[Segmentation mask data]
================

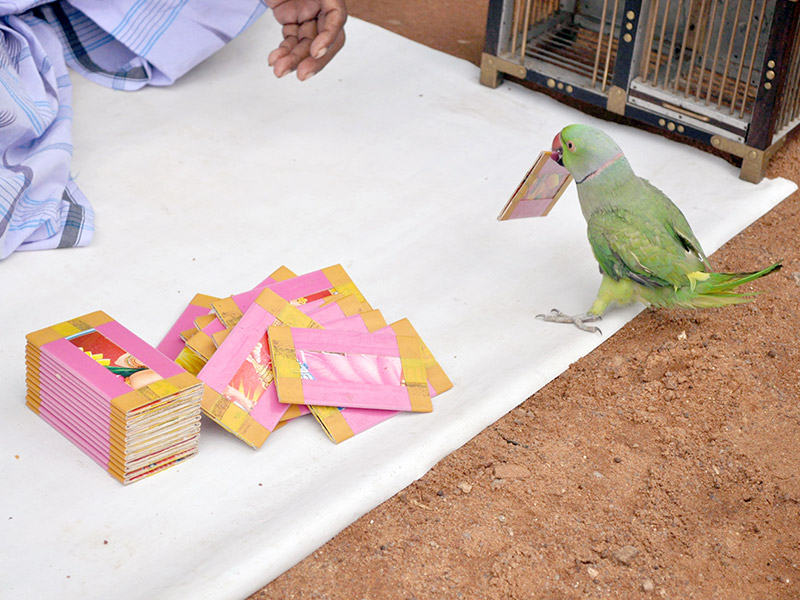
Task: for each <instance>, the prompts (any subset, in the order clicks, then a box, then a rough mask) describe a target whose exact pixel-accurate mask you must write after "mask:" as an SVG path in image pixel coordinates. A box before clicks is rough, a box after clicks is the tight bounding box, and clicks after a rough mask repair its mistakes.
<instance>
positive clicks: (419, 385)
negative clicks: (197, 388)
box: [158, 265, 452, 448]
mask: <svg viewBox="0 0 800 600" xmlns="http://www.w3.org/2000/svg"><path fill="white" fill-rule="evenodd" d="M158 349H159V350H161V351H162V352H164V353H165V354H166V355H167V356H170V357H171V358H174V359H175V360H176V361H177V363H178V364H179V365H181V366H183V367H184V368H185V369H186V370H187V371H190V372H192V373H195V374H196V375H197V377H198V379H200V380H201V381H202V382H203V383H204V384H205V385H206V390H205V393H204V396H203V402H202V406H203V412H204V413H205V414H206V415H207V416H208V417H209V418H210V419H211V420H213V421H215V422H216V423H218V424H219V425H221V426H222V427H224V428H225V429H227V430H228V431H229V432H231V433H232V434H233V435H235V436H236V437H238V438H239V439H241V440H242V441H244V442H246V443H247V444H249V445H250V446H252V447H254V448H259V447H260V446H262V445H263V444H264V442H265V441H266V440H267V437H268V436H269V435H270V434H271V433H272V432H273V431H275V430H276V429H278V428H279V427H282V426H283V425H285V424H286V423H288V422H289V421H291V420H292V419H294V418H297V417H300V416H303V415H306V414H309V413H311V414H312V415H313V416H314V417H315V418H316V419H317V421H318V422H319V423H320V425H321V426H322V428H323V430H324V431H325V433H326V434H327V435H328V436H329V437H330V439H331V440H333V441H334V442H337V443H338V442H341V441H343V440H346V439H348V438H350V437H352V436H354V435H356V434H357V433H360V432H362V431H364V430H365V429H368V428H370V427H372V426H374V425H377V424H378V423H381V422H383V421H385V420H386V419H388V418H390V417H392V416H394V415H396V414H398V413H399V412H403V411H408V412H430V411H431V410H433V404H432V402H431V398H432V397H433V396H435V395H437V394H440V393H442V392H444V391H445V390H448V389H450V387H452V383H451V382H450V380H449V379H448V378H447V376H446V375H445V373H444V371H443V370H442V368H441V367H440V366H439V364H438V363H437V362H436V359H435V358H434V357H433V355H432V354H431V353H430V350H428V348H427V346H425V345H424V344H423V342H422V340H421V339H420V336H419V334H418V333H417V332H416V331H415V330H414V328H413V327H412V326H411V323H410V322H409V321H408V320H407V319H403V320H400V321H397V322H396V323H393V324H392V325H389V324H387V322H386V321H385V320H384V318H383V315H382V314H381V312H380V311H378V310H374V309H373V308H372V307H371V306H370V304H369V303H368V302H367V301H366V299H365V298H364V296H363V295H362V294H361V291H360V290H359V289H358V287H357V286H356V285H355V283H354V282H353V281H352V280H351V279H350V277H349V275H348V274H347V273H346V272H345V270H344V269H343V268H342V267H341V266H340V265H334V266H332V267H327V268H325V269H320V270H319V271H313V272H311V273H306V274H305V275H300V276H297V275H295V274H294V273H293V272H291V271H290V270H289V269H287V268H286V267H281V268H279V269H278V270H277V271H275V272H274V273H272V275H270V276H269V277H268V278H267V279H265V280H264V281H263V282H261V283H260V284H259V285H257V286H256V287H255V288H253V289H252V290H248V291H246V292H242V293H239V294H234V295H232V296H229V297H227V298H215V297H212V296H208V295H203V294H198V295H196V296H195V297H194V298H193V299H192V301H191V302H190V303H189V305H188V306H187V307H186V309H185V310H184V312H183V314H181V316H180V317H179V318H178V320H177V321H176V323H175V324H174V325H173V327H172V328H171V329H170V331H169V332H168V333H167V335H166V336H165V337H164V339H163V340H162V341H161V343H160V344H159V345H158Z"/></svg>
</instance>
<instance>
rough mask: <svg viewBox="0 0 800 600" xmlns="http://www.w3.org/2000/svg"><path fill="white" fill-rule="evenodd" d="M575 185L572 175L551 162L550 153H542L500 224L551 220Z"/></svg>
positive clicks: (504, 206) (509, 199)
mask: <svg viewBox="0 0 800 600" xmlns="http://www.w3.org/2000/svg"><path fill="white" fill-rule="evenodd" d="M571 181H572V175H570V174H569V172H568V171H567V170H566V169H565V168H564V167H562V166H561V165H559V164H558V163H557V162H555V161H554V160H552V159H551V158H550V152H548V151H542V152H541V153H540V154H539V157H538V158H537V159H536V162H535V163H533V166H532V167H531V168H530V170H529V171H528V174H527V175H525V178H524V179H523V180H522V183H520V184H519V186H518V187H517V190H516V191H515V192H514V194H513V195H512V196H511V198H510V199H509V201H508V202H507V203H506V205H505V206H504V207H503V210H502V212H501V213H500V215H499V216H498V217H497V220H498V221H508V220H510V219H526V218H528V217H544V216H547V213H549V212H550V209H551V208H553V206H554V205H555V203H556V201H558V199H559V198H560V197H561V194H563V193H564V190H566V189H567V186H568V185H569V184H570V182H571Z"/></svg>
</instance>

================

# About this task:
Determine how many lines in the entries above hold the string "rough", then report that number and nothing further.

# Completed task:
2